_ASSIGNMENT_.
Only the pictures are to be left out; write out the rest of the data exactly.

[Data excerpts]
- - - - -

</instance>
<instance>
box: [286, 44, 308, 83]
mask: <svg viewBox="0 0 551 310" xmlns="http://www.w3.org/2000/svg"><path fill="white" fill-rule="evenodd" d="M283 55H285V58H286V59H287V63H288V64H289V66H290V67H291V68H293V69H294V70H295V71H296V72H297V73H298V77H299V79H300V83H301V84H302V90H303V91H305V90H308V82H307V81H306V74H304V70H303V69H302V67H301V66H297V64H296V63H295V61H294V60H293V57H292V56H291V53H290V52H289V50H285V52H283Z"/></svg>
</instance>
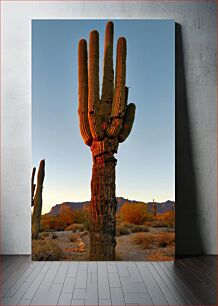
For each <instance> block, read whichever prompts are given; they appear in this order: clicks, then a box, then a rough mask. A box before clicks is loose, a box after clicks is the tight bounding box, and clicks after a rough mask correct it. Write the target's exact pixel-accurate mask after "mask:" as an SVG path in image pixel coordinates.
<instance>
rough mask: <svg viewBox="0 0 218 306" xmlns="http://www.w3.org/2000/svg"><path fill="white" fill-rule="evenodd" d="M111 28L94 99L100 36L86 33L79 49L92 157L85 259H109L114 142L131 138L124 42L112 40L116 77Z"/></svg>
mask: <svg viewBox="0 0 218 306" xmlns="http://www.w3.org/2000/svg"><path fill="white" fill-rule="evenodd" d="M113 35H114V25H113V23H112V22H108V23H107V26H106V31H105V43H104V67H103V84H102V95H101V98H100V97H99V34H98V32H97V31H96V30H94V31H92V32H91V33H90V40H89V58H88V55H87V43H86V40H84V39H81V40H80V42H79V46H78V66H79V71H78V78H79V108H78V114H79V125H80V132H81V135H82V138H83V140H84V142H85V144H86V145H88V146H90V148H91V152H92V157H93V168H92V181H91V202H90V210H91V228H90V260H114V259H115V246H116V239H115V235H116V208H117V201H116V194H115V166H116V162H117V160H116V158H115V157H114V154H115V153H117V150H118V145H119V143H121V142H123V141H125V139H126V138H127V137H128V135H129V134H130V131H131V129H132V125H133V122H134V117H135V105H134V104H133V103H130V104H127V100H128V88H127V87H126V85H125V83H126V39H125V38H124V37H120V38H119V40H118V42H117V55H116V76H115V84H114V70H113Z"/></svg>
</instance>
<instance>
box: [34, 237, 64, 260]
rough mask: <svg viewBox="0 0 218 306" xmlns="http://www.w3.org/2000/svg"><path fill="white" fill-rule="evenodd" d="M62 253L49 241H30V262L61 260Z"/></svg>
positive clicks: (56, 247) (49, 240)
mask: <svg viewBox="0 0 218 306" xmlns="http://www.w3.org/2000/svg"><path fill="white" fill-rule="evenodd" d="M62 256H63V253H62V251H61V249H60V248H59V246H57V245H56V244H55V243H54V242H53V241H50V240H34V241H32V260H37V261H44V260H45V261H51V260H61V258H62Z"/></svg>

- - - - -

_WRITTEN SOLUTION_.
</instance>
<instance>
box: [286, 44, 308, 83]
mask: <svg viewBox="0 0 551 310" xmlns="http://www.w3.org/2000/svg"><path fill="white" fill-rule="evenodd" d="M283 55H285V58H286V59H287V63H288V64H289V66H290V67H291V68H293V69H294V70H295V71H296V72H297V73H298V77H299V79H300V83H301V84H302V90H303V91H305V90H308V82H307V81H306V74H304V70H303V69H302V67H301V66H297V64H296V63H295V61H294V60H293V57H292V56H291V53H290V52H289V50H285V52H283Z"/></svg>
</instance>
For each <instance> block, read whichever prompts are given; they appear in this order: clicks, then a box, then a rough mask. A box before clicks is loose, a box after clicks is the tight bounding box, and clicks after a rough mask correct it. Write the target's exact pixel-accurate mask after "mask:" as an SVG path in image pixel coordinates.
<instance>
rough mask: <svg viewBox="0 0 218 306" xmlns="http://www.w3.org/2000/svg"><path fill="white" fill-rule="evenodd" d="M111 28L94 99L100 36L86 33L79 49L92 157L85 259H109L114 142L131 138L124 42L112 40L116 77Z"/></svg>
mask: <svg viewBox="0 0 218 306" xmlns="http://www.w3.org/2000/svg"><path fill="white" fill-rule="evenodd" d="M113 35H114V25H113V23H112V22H108V23H107V26H106V31H105V43H104V67H103V84H102V95H101V98H100V97H99V34H98V32H97V31H96V30H94V31H92V32H91V33H90V40H89V58H88V55H87V43H86V40H84V39H81V40H80V42H79V46H78V66H79V71H78V78H79V108H78V114H79V125H80V132H81V135H82V138H83V140H84V142H85V144H86V145H88V146H90V148H91V152H92V157H93V168H92V181H91V202H90V210H91V228H90V260H114V259H115V246H116V239H115V235H116V208H117V201H116V194H115V166H116V162H117V160H116V158H115V157H114V154H115V153H117V150H118V145H119V143H121V142H123V141H125V139H126V138H127V137H128V135H129V134H130V131H131V129H132V125H133V122H134V117H135V105H134V104H133V103H130V104H127V100H128V88H127V87H126V85H125V83H126V39H125V38H124V37H120V38H119V40H118V42H117V55H116V76H115V84H114V70H113Z"/></svg>
</instance>
<instance>
box: [34, 237, 64, 260]
rough mask: <svg viewBox="0 0 218 306" xmlns="http://www.w3.org/2000/svg"><path fill="white" fill-rule="evenodd" d="M62 253L49 241H30V262L61 260Z"/></svg>
positive clicks: (56, 247) (49, 240)
mask: <svg viewBox="0 0 218 306" xmlns="http://www.w3.org/2000/svg"><path fill="white" fill-rule="evenodd" d="M62 256H63V253H62V251H61V249H60V248H59V246H57V245H56V244H55V243H54V242H53V241H50V240H34V241H32V260H37V261H44V260H45V261H51V260H61V258H62Z"/></svg>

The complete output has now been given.